• 原文:
-*-

昨年、父親が病院で臨終を迎えました。
今まで何度か葬儀に参列すること(参列側)はありましたが、葬儀を執り行うこと(喪家側)は、今回が初めてでした。
通夜や葬儀に関してのマナーや知識のマニュアルは、ネットや書籍などにも掲載されていますが、故人を見送る最初の段取りは、通夜や葬儀ではなく、亡くなった先(病院等)から自宅へ迎え入れる時から始まります。
知識もなく、何の準備もしていなかったために、父を自宅に迎え入れる際にバタバタの大慌てだった苦い経験から、亡くなった方を自宅に迎え入れる際、必要なもの、必要なことを詳しくお伝えします。
喪家が迎え入れる自宅に用意しておくと良い物
父は入院生活をしていました。
体調が悪化し余命2週間と宣告され、病室に家族が付き添う生活が始まりました。
父は病気と闘い、2週間以上頑張って生きてくれていました。
どこか、父の様子からもまだ頑張れる、生きてくれるという思いがあり、父の死が目前に来ているという感覚が薄れていました。
そして、私は余命宣告された日数を超えてくれたという安心や油断からか、最期の時の準備ができていませんでした。

-*-

• 取り組むこと:
[A] 次の(i)〜(iii)は原文の内容と合っていますか。それぞれ「はい」か「いいえ」で答え、判断の決め手となる原文の語句をそのまま引用してください。
(i) 筆者が喪家側として葬儀を執り行ったのは、今回が初めてだった。
(ii) 父は余命2週間と宣告され、その2週間のうちに亡くなった。
(iii) 筆者は父の最期の時に向けた準備を整えていた。
[B] 原文のうち、「今まで何度か葬儀に参列するこ」から「体調が悪化し余命2週間と宣告され、病室に家族が付き添う生活が始まりました。」までを、両端の語句も含めて一字一句そのまま書き出してください。

-*-

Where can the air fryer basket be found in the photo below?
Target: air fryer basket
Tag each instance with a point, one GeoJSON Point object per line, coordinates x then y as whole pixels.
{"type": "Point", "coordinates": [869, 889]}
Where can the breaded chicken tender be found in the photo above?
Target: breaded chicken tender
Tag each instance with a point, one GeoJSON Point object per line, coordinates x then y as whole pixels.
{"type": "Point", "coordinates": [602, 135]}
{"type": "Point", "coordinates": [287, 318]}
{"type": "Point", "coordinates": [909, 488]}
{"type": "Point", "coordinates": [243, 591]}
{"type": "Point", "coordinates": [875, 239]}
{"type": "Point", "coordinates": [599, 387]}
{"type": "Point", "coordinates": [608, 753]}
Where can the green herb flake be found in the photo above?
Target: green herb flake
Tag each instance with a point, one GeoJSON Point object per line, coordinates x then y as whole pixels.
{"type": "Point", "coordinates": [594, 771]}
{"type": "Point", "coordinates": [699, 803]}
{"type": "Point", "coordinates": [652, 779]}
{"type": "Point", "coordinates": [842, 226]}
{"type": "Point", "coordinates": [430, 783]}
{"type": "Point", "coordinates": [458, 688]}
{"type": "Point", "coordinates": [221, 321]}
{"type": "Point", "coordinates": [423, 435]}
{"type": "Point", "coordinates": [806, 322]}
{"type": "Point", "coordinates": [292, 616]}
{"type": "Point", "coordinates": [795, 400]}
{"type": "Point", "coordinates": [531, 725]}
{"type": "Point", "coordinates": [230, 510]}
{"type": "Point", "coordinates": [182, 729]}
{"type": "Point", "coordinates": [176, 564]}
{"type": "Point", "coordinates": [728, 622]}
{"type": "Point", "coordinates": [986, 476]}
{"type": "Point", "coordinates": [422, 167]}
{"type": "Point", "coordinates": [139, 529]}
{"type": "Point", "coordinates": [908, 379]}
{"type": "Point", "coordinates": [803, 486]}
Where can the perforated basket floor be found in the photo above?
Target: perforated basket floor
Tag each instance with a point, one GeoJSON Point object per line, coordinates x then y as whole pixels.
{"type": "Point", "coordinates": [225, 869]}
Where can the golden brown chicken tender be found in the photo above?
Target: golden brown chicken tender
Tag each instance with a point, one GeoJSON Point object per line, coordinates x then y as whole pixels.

-*-

• 順番の回答:
[A]
(i) はい。「葬儀を執り行うこと(喪家側)は、今回が初めてでした」
(ii) いいえ。「2週間以上頑張って生きてくれていました」
(iii) いいえ。「最期の時の準備ができていませんでした」

[B]
今まで何度か葬儀に参列すること(参列側)はありましたが、葬儀を執り行うこと(喪家側)は、今回が初めてでした。
通夜や葬儀に関してのマナーや知識のマニュアルは、ネットや書籍などにも掲載されていますが、故人を見送る最初の段取りは、通夜や葬儀ではなく、亡くなった先(病院等)から自宅へ迎え入れる時から始まります。
知識もなく、何の準備もしていなかったために、父を自宅に迎え入れる際にバタバタの大慌てだった苦い経験から、亡くなった方を自宅に迎え入れる際、必要なもの、必要なことを詳しくお伝えします。
喪家が迎え入れる自宅に用意しておくと良い物
父は入院生活をしていました。
体調が悪化し余命2週間と宣告され、病室に家族が付き添う生活が始まりました。